To do → Take the lines below beginning at the line that has "Target: grassy bank" and stopping after the line that has "Target: water surface", and print them exactly as they are, with no other lines.

Data →
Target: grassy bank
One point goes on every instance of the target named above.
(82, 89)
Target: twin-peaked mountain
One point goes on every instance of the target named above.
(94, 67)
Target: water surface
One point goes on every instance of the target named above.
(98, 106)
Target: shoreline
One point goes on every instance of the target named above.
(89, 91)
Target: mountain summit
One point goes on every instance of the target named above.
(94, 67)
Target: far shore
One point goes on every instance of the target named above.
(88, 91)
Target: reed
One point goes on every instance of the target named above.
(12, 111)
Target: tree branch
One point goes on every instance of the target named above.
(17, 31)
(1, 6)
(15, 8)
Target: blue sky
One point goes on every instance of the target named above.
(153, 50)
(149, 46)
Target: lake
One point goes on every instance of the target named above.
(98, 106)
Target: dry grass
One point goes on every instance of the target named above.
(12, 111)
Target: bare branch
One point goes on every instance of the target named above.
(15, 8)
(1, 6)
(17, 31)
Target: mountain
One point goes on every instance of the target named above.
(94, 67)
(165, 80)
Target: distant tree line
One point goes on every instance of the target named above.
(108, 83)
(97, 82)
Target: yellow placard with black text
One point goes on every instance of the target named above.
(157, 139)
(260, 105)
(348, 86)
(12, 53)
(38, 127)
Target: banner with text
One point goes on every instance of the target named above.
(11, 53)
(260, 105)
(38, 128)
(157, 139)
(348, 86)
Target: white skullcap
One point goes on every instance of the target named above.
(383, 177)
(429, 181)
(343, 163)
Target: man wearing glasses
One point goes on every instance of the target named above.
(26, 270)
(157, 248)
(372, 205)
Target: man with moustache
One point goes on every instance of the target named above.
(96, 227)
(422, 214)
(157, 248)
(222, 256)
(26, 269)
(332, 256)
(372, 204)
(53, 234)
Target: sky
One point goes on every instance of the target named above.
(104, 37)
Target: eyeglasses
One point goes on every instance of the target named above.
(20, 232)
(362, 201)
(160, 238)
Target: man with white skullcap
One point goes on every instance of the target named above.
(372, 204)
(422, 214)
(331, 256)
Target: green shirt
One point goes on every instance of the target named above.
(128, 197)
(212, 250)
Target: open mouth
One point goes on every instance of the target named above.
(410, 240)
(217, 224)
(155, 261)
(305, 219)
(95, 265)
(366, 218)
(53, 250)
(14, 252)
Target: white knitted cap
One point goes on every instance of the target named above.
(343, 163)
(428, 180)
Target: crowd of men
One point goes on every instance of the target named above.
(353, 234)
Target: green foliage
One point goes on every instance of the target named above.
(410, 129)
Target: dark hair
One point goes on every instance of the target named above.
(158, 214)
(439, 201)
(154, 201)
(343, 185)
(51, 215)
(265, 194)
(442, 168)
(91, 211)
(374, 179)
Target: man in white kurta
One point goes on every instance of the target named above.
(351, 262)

==

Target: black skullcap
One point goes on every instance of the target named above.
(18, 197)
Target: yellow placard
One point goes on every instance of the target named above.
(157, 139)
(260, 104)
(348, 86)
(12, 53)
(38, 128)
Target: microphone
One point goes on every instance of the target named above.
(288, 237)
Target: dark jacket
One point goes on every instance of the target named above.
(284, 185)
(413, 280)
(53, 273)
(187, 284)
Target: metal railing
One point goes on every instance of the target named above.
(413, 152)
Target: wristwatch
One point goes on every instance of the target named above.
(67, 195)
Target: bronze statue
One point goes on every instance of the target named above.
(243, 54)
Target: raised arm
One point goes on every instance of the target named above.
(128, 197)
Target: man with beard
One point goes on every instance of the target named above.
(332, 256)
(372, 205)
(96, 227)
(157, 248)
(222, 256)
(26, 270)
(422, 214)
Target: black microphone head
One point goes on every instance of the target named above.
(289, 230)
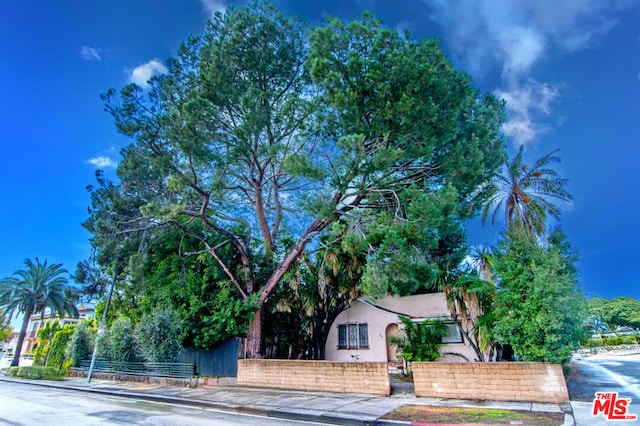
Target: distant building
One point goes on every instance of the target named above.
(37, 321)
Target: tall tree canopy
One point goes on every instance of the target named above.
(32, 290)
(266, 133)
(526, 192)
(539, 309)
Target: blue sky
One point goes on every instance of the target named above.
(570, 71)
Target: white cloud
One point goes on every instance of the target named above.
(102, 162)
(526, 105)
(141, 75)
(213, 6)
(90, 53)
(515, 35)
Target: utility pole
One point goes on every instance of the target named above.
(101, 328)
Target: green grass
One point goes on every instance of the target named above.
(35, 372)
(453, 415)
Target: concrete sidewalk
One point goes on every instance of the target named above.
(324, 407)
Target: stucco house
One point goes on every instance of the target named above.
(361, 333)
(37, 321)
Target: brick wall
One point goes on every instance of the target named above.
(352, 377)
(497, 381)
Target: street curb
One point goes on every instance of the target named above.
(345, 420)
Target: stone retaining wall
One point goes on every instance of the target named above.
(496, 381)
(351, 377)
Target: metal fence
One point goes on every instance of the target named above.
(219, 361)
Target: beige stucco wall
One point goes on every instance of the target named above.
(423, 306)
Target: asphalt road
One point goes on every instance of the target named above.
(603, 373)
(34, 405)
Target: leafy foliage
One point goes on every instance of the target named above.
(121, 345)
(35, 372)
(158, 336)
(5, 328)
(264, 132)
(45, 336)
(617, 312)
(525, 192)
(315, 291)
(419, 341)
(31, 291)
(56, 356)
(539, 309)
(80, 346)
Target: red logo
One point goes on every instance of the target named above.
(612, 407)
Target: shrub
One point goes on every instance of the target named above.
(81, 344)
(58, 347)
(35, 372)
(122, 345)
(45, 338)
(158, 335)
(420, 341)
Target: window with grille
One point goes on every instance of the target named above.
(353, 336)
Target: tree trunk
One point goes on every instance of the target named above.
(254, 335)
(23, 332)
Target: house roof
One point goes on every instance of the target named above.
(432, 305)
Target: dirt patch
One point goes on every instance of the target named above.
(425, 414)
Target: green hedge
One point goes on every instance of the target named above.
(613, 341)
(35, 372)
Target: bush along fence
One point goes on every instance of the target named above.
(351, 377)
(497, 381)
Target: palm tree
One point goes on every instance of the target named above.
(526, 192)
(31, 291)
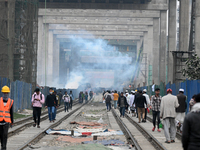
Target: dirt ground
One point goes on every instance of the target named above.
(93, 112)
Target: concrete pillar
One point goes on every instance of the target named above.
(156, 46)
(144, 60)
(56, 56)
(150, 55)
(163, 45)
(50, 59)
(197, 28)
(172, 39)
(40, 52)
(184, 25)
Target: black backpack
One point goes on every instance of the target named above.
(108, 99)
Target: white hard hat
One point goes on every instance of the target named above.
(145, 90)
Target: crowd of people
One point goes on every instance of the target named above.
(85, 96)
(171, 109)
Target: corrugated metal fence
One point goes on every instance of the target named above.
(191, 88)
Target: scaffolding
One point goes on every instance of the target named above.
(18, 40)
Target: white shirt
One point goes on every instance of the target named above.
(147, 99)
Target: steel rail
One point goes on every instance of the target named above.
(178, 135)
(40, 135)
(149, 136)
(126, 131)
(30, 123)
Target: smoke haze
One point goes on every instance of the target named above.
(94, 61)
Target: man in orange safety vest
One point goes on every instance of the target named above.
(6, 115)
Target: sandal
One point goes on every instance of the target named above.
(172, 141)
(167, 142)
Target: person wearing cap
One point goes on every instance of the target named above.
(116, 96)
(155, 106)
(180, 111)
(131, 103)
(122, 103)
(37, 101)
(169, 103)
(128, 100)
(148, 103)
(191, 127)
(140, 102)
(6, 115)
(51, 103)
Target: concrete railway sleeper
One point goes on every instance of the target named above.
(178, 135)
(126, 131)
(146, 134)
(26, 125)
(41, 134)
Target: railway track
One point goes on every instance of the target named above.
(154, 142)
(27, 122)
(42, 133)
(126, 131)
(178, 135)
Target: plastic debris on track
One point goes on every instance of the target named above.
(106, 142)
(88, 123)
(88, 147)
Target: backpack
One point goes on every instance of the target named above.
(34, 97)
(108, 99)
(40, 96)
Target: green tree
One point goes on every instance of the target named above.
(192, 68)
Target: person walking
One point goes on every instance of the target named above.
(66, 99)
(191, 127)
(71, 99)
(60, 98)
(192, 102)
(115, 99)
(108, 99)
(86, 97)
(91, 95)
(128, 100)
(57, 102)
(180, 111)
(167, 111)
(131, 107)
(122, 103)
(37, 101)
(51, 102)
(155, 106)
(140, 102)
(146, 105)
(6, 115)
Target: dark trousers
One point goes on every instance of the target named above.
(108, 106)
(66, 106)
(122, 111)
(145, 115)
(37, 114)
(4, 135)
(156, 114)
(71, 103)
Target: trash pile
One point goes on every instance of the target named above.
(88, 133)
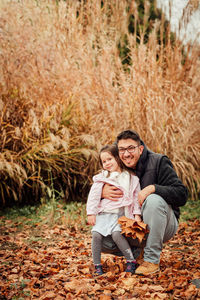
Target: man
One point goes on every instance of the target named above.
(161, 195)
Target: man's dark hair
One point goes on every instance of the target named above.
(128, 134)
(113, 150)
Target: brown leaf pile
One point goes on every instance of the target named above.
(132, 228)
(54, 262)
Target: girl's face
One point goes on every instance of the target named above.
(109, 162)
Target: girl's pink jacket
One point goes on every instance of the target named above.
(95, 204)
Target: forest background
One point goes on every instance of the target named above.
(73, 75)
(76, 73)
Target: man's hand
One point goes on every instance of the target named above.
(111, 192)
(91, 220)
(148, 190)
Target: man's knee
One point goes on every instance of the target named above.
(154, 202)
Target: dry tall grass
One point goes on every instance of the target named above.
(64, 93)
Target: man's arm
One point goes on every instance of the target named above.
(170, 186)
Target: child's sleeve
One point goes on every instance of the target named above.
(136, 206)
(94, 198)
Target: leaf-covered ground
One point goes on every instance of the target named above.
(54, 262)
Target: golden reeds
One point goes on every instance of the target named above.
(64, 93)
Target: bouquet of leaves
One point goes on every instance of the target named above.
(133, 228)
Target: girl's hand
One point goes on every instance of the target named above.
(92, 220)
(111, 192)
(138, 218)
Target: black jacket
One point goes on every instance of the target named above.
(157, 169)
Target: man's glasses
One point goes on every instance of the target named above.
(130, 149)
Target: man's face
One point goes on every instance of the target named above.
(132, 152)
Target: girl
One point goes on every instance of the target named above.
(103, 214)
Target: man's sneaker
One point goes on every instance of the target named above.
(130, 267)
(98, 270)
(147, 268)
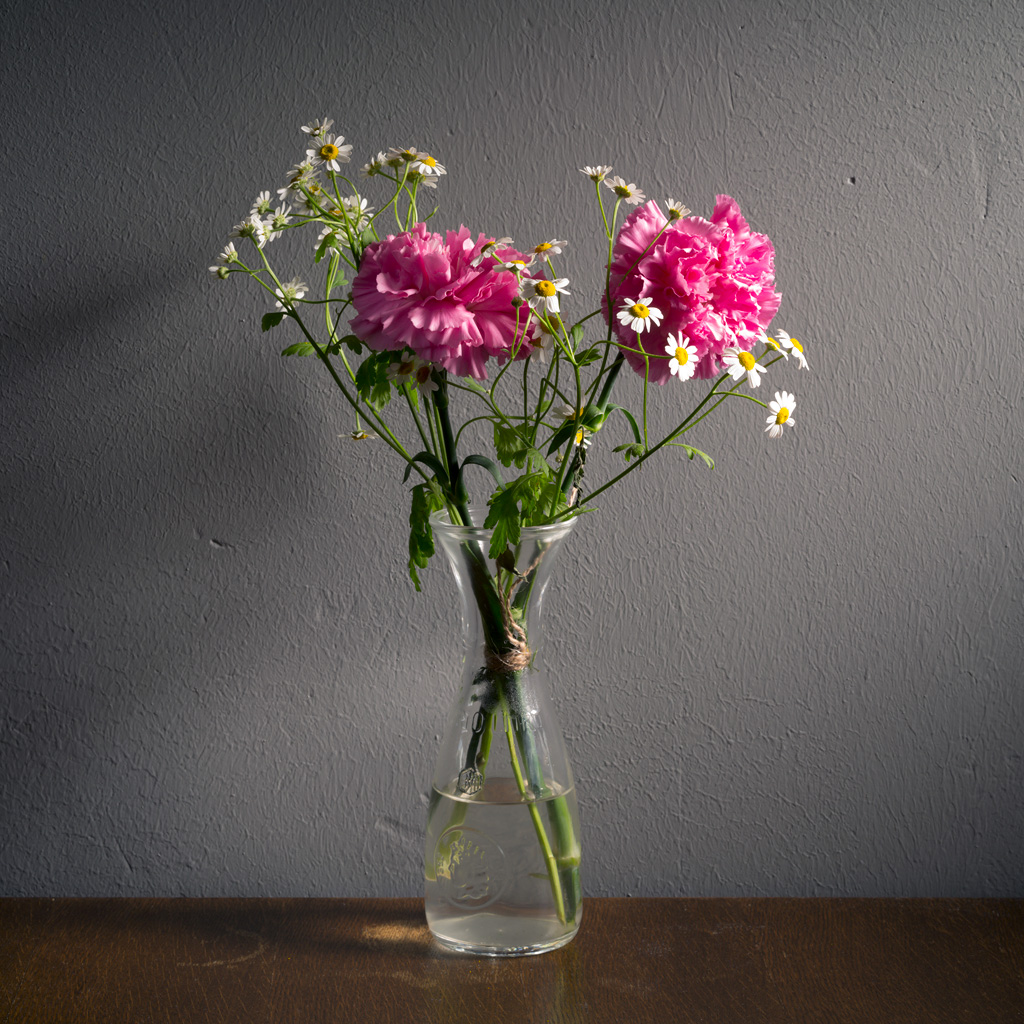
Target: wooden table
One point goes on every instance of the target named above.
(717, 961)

==

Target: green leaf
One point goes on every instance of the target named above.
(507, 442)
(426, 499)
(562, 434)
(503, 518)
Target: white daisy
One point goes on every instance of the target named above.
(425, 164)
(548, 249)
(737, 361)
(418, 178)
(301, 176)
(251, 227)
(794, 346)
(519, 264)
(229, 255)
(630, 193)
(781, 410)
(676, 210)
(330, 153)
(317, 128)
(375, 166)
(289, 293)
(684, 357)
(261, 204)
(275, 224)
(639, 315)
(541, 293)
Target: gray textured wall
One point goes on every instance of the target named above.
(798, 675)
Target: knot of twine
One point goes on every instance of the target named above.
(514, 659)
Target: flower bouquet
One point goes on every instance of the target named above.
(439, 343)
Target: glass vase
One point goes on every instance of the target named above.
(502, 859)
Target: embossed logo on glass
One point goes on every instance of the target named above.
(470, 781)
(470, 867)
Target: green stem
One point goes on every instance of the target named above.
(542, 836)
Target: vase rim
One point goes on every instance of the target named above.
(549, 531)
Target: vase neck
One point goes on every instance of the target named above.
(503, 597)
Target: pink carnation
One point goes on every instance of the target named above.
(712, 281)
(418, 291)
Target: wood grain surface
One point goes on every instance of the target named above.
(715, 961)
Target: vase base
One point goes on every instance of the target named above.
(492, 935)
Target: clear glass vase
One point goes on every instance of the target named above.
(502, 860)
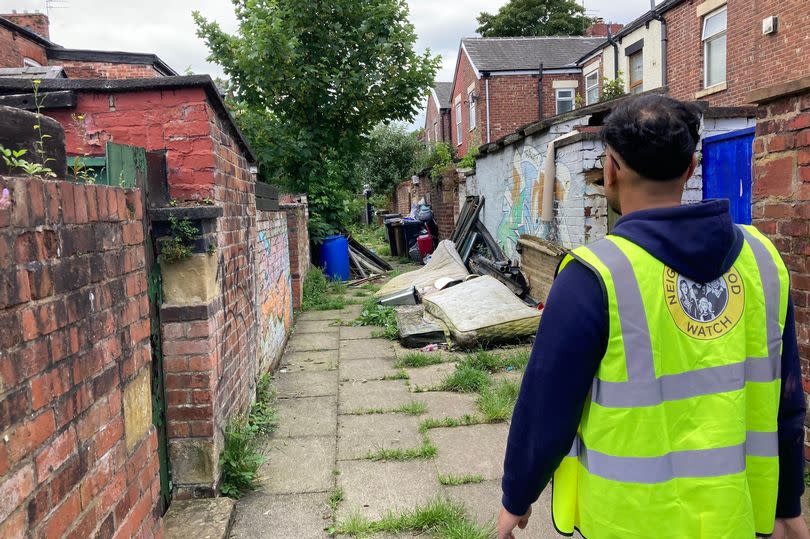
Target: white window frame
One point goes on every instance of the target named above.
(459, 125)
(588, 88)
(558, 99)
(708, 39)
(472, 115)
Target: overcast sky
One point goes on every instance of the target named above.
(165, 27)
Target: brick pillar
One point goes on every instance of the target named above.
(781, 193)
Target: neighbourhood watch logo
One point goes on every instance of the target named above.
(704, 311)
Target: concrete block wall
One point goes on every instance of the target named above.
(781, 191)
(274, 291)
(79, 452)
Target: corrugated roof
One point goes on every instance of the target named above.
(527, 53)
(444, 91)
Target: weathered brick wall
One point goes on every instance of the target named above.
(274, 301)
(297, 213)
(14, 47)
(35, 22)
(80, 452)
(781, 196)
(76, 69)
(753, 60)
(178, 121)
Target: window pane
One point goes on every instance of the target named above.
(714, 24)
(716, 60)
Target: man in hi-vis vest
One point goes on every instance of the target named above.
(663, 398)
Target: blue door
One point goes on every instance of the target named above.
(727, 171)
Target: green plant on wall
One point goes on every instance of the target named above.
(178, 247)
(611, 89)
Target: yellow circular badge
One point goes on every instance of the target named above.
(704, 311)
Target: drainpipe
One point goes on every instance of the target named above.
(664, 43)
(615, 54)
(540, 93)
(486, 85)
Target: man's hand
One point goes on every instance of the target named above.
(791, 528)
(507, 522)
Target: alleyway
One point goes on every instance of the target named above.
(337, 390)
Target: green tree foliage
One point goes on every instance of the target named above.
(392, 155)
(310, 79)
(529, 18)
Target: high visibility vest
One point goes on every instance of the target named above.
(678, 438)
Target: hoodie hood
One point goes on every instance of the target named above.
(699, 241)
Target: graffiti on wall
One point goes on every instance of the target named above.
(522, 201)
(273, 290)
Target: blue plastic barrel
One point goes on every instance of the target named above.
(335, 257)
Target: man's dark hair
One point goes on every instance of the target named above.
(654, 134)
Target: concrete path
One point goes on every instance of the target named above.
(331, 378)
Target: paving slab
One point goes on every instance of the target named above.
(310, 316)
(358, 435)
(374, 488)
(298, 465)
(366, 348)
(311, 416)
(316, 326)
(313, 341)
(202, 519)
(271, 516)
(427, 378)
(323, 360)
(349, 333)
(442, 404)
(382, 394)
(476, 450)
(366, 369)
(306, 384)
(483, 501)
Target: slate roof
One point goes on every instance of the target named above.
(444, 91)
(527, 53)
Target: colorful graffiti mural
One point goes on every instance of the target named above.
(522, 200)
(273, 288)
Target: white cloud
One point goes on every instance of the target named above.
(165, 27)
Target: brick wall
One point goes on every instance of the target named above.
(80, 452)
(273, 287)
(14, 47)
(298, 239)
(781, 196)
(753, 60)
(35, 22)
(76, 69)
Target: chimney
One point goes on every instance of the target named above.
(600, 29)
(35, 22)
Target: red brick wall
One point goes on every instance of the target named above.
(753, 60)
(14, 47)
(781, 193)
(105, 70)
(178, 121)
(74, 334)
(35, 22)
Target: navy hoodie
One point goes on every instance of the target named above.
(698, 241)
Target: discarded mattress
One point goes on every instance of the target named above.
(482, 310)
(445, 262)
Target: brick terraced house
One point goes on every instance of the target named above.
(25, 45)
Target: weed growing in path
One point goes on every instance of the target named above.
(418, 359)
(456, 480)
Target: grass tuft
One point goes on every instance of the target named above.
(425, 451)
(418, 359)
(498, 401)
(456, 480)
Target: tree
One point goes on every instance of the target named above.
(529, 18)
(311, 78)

Expected output →
Target: grassy bank
One point goes on every instance of the target named above.
(82, 89)
Target: twin-peaked mountain
One point goes on every instance of the target named above.
(94, 67)
Target: water surface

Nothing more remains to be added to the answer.